Passage>
___

August 26, 2007
By Lee Hwan-hee
Staff Reporter

Who would you say is the greatest living Korean writer? Some would say Ko Un or Kim Chi-ha. Or maybe Park Kyong-ni, Choi In-hoon or Yi Cheong-jun. Another writer who would figure prominently in that discussion would have to be novelist Hwang Seok-young; a critical favorite since the 1970s and now in his 60s, he is perhaps alone among the select group mentioned above in that he is currently enjoying a resurgence in popularity too. His new novel "Baridegi", is doing well on the best sellers lists.

The renewed awareness of his works is probably attributable to his interesting life as well. And it was one of the topics that he delved into when he gave an informal talk Friday at the Lotte Cinema near Konkuk University in Seoul. The event was sponsored by the Internet bookseller Yes24.com and it was a fascinating sight as the audience of nearly 250 consisted mainly of college-age people.

Hwang is known as a raconteur, and he moved effortlessly between topics as seemingly disparate as his own life, the present state of literary fiction, in Korea and in the world, and his evolving approach to writing prose.

Still, none who has read his bio could accuse him of being just a writer or a talker; Hwang fought in the Vietnam War, witnessed first-hand the Gwangju Uprising and was forced to live in exile in the U.S. and Germany as he violated the National Security Law by visiting North Korea. He eventually returned to Korea, and served time in prison.

He recalled the prison term in solitary confinement as "an occasion to rediscover the minutiae of everyday life all over again", and said "Initially, in an environment of complete isolation from the world even reading was meaningless, and books contained nothing but the replicas of ideas".

___

Source information>

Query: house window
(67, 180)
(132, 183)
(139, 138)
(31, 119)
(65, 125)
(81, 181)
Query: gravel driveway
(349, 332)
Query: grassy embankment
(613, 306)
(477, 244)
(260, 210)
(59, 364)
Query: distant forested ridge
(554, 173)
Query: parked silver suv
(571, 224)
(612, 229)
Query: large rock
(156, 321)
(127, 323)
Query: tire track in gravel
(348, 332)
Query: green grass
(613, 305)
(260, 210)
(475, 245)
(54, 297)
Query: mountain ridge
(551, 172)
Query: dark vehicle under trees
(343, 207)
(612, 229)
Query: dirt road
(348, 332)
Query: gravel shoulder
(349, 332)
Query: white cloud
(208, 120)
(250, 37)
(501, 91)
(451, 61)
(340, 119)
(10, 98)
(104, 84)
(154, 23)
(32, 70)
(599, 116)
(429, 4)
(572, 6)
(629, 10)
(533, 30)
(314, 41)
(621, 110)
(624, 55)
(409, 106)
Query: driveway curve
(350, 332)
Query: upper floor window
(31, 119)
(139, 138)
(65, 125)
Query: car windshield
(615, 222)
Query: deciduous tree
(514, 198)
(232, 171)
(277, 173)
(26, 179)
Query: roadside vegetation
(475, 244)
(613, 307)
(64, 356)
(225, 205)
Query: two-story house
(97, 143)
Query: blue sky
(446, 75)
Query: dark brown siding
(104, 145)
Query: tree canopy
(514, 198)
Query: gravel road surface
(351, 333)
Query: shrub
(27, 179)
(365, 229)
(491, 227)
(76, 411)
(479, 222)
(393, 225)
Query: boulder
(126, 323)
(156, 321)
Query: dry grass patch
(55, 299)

___

Exercise brief>
Please reproduce the part of the article on Hwang Seok-young starting at "Who would you" and ending at "of college-age people.".

Exercise result>
Who would you say is the greatest living Korean writer? Some would say Ko Un or Kim Chi-ha. Or maybe Park Kyong-ni, Choi In-hoon or Yi Cheong-jun. Another writer who would figure prominently in that discussion would have to be novelist Hwang Seok-young; a critical favorite since the 1970s and now in his 60s, he is perhaps alone among the select group mentioned above in that he is currently enjoying a resurgence in popularity too. His new novel "Baridegi", is doing well on the best sellers lists.

The renewed awareness of his works is probably attributable to his interesting life as well. And it was one of the topics that he delved into when he gave an informal talk Friday at the Lotte Cinema near Konkuk University in Seoul. The event was sponsored by the Internet bookseller Yes24.com and it was a fascinating sight as the audience of nearly 250 consisted mainly of college-age people.